> **Text block**
The Wolves is the debut creative product of playwright Sarah DeLappe. It is a fascinating, almost voyeuristic, study of the struggles experienced by nine female teens to fit in on the one hand yet retain their own special, quirky individual egos and self-identities on the other. While DeLappe doesn’t claim that her characters stand as metaphors for teenage girls throughout the country, it is clear that this same tension exists in other team and group activities in and out of high schools from Florida to Oregon and Maine to Southern California. It’s the challenge – and the bane – of life as an adolescent that’s been true for time immemorial and that will undoubtedly mark this coming-of-age period for generations to come.

> **What you will do**
[1] Condense the paragraph of the review of The Wolves that begins "The Wolves is the debut" into a short bulleted list that keeps its main facts.
[2] Pick up the review of The Wolves after its final sentence and keep writing it.

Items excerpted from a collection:
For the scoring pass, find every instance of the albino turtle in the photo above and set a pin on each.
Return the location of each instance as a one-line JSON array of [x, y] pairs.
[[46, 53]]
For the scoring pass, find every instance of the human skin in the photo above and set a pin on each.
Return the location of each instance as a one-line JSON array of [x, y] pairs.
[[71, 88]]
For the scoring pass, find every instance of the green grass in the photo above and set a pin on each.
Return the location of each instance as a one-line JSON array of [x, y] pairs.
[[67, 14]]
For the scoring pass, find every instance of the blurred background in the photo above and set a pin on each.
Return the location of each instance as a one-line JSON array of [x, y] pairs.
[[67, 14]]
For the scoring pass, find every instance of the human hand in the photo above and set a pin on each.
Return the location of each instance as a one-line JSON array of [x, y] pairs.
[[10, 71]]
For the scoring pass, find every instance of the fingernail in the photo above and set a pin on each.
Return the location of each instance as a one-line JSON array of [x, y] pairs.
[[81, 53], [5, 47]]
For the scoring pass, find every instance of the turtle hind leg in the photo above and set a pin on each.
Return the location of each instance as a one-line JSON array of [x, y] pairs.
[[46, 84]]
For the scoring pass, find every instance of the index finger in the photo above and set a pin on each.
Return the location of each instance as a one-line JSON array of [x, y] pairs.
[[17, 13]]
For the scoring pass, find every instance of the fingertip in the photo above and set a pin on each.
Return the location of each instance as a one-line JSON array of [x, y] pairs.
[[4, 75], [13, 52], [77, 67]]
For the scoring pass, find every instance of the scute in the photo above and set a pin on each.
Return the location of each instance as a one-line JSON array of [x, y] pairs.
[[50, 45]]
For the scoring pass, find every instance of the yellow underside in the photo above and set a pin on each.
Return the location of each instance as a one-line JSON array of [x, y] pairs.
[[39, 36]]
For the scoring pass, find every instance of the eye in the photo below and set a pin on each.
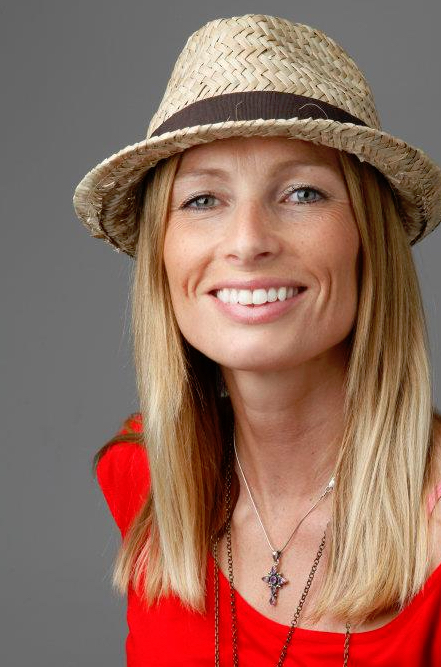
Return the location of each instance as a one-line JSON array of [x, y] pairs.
[[201, 201], [305, 194]]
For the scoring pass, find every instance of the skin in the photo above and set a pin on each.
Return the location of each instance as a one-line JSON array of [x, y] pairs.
[[250, 221]]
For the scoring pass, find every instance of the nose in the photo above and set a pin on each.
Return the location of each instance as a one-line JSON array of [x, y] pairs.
[[252, 236]]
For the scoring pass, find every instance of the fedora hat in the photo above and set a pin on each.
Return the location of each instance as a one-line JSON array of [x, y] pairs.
[[257, 75]]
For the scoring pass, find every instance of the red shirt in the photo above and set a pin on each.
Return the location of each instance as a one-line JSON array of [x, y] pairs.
[[168, 634]]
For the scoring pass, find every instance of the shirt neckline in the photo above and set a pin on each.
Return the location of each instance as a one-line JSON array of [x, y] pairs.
[[324, 636]]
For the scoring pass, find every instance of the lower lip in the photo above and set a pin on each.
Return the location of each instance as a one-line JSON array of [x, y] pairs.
[[267, 312]]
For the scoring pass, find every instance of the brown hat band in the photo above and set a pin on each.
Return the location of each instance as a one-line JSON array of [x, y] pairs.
[[251, 105]]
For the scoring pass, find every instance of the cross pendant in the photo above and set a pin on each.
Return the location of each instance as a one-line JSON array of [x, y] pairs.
[[275, 579]]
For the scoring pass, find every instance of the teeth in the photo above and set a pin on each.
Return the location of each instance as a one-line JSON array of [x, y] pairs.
[[245, 297], [256, 297], [281, 293], [260, 296]]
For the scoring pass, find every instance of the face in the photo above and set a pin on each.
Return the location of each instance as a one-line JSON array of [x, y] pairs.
[[261, 253]]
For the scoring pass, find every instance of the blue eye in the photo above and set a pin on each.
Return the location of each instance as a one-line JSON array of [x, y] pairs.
[[200, 202], [306, 195]]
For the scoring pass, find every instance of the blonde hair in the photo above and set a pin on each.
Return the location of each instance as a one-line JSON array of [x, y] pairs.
[[379, 539]]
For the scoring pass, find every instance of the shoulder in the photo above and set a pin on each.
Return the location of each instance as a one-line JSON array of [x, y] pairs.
[[122, 472]]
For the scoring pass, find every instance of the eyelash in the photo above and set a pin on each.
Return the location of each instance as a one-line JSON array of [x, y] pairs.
[[291, 190]]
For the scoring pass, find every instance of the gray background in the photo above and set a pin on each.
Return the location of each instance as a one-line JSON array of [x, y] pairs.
[[80, 80]]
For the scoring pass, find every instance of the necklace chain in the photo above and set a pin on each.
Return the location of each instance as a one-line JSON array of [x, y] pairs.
[[295, 619], [278, 552]]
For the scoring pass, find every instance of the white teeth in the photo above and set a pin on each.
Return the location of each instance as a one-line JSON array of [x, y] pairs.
[[245, 297], [256, 297], [281, 293], [260, 296], [272, 295]]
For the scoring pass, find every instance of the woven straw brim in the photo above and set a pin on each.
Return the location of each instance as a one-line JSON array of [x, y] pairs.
[[106, 202]]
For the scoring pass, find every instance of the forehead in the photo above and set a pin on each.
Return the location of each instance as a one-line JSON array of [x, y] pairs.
[[255, 153]]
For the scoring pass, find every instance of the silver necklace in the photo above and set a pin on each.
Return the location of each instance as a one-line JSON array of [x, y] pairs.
[[274, 578]]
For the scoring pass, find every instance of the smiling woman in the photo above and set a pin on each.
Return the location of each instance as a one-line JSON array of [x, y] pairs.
[[257, 233], [277, 492]]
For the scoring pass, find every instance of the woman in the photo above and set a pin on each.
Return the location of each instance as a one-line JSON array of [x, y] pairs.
[[283, 468]]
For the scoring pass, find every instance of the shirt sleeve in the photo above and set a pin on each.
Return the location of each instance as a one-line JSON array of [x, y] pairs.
[[122, 473]]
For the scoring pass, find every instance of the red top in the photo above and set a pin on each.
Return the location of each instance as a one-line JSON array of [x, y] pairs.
[[167, 634]]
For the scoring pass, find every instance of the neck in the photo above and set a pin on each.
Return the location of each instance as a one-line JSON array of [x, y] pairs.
[[288, 429]]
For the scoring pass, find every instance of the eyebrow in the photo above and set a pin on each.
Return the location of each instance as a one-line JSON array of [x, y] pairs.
[[277, 168]]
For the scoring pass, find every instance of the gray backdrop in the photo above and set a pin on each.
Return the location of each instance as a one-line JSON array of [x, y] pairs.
[[80, 80]]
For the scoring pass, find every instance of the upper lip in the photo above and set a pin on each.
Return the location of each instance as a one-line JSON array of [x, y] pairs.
[[255, 283]]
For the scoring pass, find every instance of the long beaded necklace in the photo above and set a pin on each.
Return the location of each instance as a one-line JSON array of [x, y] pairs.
[[274, 578], [295, 619]]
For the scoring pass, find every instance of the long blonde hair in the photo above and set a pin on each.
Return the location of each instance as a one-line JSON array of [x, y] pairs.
[[379, 538]]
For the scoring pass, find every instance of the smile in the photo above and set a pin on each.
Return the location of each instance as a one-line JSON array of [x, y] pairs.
[[256, 297]]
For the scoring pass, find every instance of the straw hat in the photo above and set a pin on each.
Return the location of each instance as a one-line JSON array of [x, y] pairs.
[[259, 75]]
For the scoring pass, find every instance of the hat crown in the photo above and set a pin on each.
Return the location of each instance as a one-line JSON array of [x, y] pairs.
[[256, 52]]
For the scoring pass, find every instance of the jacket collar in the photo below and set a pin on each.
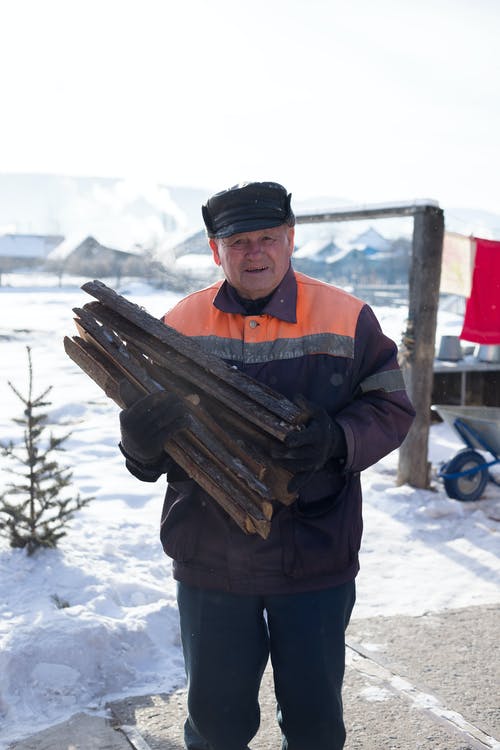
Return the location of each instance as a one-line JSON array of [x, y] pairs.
[[282, 305]]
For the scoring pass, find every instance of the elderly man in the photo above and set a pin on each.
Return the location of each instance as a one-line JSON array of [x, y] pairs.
[[243, 598]]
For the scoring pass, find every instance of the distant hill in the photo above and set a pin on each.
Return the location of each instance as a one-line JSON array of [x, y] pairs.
[[124, 213]]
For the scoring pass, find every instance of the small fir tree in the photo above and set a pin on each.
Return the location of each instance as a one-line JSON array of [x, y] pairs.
[[41, 507]]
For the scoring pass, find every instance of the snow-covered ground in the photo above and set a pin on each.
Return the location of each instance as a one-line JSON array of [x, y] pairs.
[[118, 634]]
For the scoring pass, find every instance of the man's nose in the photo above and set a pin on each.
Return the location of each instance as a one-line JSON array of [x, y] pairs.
[[254, 247]]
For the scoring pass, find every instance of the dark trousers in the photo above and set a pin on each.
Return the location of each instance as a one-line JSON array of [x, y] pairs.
[[227, 639]]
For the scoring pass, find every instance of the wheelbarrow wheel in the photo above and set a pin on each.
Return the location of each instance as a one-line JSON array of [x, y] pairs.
[[471, 486]]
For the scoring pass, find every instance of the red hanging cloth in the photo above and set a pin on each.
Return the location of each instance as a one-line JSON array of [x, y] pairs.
[[482, 312]]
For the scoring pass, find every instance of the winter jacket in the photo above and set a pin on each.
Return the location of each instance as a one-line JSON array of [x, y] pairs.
[[315, 340]]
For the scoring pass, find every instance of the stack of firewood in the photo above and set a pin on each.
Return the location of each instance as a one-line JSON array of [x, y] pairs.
[[233, 420]]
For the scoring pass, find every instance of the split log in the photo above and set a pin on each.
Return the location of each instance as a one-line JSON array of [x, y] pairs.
[[233, 420]]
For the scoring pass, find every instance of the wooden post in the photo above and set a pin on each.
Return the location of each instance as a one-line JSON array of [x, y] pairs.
[[417, 360]]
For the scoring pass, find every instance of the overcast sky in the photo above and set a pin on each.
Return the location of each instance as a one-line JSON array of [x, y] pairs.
[[367, 100]]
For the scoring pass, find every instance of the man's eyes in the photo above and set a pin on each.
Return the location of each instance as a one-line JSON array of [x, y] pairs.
[[243, 243]]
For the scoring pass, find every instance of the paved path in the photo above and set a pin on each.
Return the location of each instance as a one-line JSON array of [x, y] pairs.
[[426, 683]]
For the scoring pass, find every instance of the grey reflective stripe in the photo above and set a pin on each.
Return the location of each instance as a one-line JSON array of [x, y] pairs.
[[389, 380], [269, 351]]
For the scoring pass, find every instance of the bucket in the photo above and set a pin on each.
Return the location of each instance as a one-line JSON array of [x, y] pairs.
[[489, 353], [450, 349]]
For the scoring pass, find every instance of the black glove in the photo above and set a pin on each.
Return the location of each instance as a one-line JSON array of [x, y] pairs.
[[306, 451], [149, 423]]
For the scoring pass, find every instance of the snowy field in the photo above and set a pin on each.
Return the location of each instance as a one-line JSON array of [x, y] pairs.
[[119, 634]]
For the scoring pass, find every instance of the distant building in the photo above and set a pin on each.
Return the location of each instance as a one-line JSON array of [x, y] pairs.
[[88, 256]]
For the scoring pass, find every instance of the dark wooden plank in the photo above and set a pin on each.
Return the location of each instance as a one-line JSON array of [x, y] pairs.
[[271, 400]]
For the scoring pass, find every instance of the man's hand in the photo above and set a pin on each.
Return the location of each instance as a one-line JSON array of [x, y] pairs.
[[306, 451], [149, 423]]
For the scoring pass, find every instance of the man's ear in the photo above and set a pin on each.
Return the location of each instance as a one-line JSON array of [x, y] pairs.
[[215, 251]]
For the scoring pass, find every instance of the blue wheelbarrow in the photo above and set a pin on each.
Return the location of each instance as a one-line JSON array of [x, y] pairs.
[[466, 475]]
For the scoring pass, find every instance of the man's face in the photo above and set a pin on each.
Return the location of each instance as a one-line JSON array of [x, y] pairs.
[[254, 263]]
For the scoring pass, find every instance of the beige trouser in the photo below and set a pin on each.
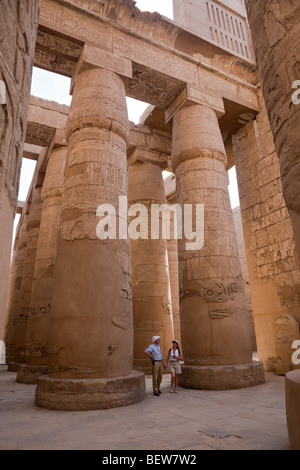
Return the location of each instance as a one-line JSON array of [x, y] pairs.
[[156, 375]]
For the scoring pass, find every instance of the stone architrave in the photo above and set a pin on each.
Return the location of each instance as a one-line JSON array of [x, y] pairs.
[[40, 302], [90, 343], [13, 307], [215, 329], [151, 296], [33, 227]]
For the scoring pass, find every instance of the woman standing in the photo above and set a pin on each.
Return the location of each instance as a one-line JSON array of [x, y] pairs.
[[173, 358]]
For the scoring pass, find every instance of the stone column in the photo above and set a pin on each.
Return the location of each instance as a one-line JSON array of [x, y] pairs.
[[151, 296], [90, 344], [15, 289], [172, 249], [215, 326], [18, 26], [273, 267], [275, 32], [33, 226], [41, 295]]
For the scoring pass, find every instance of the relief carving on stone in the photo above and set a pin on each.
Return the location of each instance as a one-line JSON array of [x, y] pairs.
[[153, 87]]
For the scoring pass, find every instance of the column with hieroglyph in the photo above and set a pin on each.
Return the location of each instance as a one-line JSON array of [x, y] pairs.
[[90, 343], [215, 329]]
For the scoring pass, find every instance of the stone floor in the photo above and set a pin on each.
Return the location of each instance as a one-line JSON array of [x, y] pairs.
[[245, 419]]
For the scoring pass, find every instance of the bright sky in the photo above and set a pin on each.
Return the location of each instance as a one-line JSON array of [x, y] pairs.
[[55, 87]]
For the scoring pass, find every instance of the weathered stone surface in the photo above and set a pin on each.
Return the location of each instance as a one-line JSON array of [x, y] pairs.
[[18, 26], [292, 392], [151, 299], [90, 394], [286, 331], [273, 267], [212, 299], [41, 292], [275, 32]]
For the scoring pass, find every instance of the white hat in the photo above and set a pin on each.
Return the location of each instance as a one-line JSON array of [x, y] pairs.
[[155, 338]]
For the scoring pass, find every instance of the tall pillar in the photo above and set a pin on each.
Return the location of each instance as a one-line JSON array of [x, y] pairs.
[[90, 344], [41, 294], [33, 226], [174, 287], [15, 289], [151, 296], [274, 273], [275, 29], [18, 26], [215, 328]]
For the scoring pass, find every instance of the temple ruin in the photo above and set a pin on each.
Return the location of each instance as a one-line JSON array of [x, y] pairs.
[[77, 311]]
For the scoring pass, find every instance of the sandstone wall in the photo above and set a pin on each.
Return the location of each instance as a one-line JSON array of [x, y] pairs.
[[275, 31], [270, 246], [237, 219], [18, 26]]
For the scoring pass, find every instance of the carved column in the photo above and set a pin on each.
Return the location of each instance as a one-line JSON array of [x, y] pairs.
[[18, 26], [215, 325], [15, 288], [151, 296], [33, 226], [173, 274], [90, 344], [41, 295], [275, 31]]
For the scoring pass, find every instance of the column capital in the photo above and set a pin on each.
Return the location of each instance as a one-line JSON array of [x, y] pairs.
[[194, 95], [143, 155], [92, 56]]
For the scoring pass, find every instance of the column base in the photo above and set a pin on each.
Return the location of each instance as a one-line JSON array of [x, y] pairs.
[[229, 377], [28, 374], [90, 394]]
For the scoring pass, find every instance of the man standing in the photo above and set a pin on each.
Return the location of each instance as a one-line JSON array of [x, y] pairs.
[[154, 352]]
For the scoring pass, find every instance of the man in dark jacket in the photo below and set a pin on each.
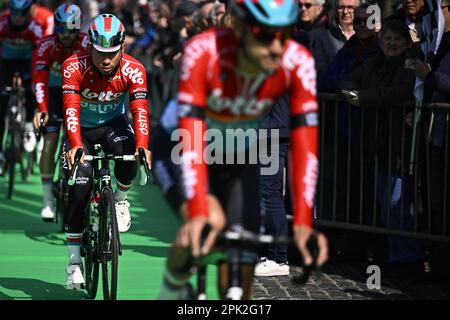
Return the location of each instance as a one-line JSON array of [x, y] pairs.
[[313, 15], [274, 189], [437, 89]]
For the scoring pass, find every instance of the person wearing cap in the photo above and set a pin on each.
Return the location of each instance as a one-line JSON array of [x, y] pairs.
[[48, 58], [19, 34], [230, 79], [95, 87]]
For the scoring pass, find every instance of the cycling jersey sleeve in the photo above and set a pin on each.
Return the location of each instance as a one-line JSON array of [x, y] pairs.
[[40, 74], [192, 95], [304, 135], [71, 103], [139, 109]]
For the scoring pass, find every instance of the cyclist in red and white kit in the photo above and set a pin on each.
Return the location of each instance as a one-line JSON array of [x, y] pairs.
[[95, 87], [230, 78], [48, 58]]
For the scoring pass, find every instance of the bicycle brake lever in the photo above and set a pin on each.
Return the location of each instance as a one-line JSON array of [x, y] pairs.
[[313, 248]]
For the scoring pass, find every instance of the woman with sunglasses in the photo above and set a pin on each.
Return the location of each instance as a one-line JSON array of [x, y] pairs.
[[19, 33], [230, 79], [48, 58]]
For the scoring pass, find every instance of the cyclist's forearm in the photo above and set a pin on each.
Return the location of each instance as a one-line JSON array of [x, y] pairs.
[[304, 172], [193, 167]]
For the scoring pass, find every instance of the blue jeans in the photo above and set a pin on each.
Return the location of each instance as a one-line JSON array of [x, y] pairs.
[[272, 205], [401, 249]]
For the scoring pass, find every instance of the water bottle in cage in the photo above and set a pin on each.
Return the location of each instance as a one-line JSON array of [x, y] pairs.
[[94, 212]]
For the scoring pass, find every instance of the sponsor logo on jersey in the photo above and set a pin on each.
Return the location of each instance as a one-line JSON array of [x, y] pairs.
[[102, 96], [189, 175], [100, 108], [72, 120], [68, 87], [310, 179], [306, 72], [116, 77], [142, 121], [239, 105], [74, 66], [134, 74], [40, 92]]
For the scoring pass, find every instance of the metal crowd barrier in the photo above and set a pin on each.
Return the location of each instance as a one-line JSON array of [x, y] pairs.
[[365, 182]]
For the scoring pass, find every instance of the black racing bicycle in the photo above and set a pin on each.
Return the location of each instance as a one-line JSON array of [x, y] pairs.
[[229, 245], [101, 241], [15, 119]]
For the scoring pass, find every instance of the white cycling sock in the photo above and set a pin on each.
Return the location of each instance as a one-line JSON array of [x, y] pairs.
[[171, 287], [73, 246], [121, 192], [47, 188]]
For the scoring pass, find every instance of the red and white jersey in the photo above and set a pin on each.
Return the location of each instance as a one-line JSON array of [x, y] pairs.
[[48, 59], [91, 99], [18, 43], [212, 89], [44, 17]]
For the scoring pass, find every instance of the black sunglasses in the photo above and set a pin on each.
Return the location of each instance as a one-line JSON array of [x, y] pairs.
[[358, 21], [306, 5]]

> **Answer list**
[1]
- The Wolves is playwright Sarah DeLappe's first work.
- It closely observes nine teenage girls who struggle to fit in while keeping their quirky individual identities.
- DeLappe doesn't present her characters as metaphors for all American teenage girls. Still, the same tension clearly exists in team and group activities across the country, in and out of high school.
- This challenge has marked adolescence for ages and will likely continue to do so for generations.

[2]
While this dynamic plays out in so many locales around the world, the outcome will be different in each instance because it depends on the physical, mental and emotional make-up of the participants of each squad and team. It is here where DeLappe excels, and why The Wolves was a Pulitzer Prize finalist in 2017. Each of the players on the Wolves is a fully-evolving young woman, replete with her own thoughts, desires, fears and trepidations. Each competitor is the unique and irreproducible product of the elan and personality proclivities with which she came into the world and the formative experiences she heretofore enjoyed or weathered at the hands of her parents, siblings, playmates and classmates. In a word, DeLappe makes them real – like your daughters and granddaughters and the friends they invite over at holidays and for barbeques, pool parties, sleepovers and birthdays.

They’re raw, uncensored and unabashedly genuine. They say and do things that warrant push back, even opprobrium, from the other eight girls, and then turn right around and do something that’s so endearing you want to jump out of your seat and give them a hug.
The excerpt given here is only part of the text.